* _Data entries_

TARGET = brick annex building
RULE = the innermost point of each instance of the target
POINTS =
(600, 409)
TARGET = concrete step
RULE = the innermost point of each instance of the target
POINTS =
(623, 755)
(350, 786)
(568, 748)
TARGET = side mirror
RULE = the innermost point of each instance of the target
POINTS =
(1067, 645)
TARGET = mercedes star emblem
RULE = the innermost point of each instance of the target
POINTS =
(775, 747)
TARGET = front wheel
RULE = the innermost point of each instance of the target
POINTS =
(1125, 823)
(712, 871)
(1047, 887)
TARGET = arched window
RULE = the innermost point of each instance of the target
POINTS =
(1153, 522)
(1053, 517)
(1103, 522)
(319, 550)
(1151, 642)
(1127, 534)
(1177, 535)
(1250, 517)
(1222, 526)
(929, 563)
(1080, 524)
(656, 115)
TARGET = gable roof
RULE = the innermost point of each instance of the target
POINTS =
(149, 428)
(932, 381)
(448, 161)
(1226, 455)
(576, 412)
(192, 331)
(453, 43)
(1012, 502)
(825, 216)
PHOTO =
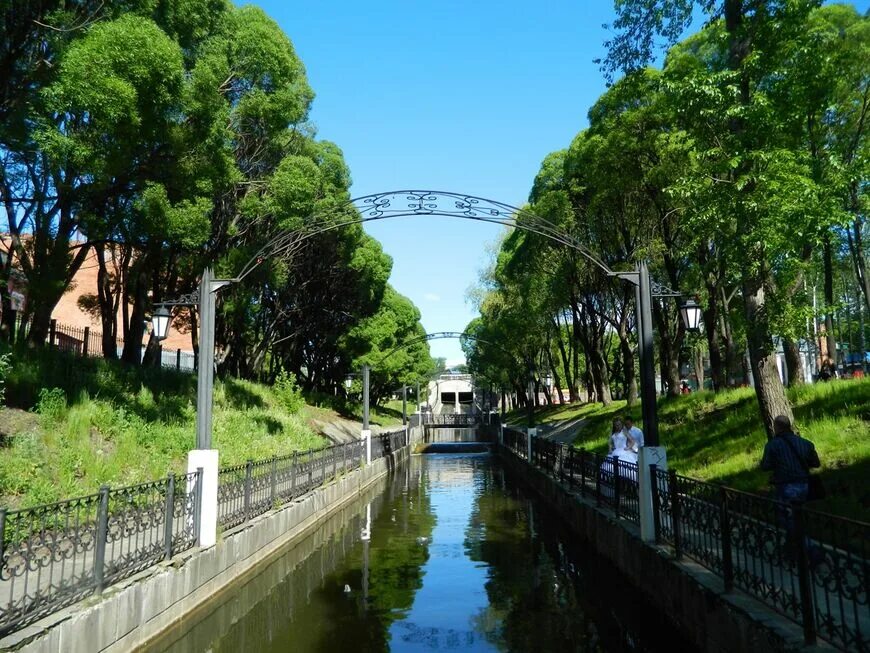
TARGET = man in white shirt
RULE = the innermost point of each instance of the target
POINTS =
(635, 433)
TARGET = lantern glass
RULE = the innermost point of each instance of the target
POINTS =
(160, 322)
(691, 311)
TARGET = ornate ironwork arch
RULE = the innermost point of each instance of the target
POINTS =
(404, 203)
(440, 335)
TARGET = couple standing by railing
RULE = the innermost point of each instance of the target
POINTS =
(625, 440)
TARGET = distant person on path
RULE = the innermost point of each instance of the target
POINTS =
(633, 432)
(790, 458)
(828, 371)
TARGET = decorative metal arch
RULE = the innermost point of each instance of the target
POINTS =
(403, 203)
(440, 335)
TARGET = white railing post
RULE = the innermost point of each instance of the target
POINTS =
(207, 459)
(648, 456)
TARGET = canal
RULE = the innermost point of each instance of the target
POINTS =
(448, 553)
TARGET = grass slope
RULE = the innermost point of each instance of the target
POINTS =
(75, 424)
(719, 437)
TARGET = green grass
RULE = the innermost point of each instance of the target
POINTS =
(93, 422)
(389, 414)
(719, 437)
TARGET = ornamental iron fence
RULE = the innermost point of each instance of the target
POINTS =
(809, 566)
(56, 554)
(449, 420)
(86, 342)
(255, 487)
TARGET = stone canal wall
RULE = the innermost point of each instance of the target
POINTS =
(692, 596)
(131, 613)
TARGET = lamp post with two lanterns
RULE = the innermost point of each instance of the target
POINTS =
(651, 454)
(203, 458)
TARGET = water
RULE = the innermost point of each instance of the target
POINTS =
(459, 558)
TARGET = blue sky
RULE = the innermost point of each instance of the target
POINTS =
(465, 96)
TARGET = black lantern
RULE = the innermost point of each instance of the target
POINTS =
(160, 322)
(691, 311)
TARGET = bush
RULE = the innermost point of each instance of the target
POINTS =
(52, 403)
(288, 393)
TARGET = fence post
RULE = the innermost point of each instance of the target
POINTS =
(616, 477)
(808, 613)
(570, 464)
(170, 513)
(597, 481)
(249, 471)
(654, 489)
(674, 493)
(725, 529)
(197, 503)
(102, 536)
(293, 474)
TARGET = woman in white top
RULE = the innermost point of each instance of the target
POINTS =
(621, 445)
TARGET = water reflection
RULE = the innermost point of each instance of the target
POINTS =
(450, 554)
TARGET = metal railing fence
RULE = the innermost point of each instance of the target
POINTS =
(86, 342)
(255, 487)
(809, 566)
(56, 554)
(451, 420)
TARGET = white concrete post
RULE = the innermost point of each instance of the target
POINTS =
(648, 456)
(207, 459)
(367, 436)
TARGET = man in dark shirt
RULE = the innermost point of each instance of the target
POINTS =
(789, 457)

* _Exercise instructions_
Lines containing the word "fence": copy every one of them from the records above.

* _Reply to the exercise_
TARGET = ornamental iron fence
TARGET = fence post
TARGET = metal railing fence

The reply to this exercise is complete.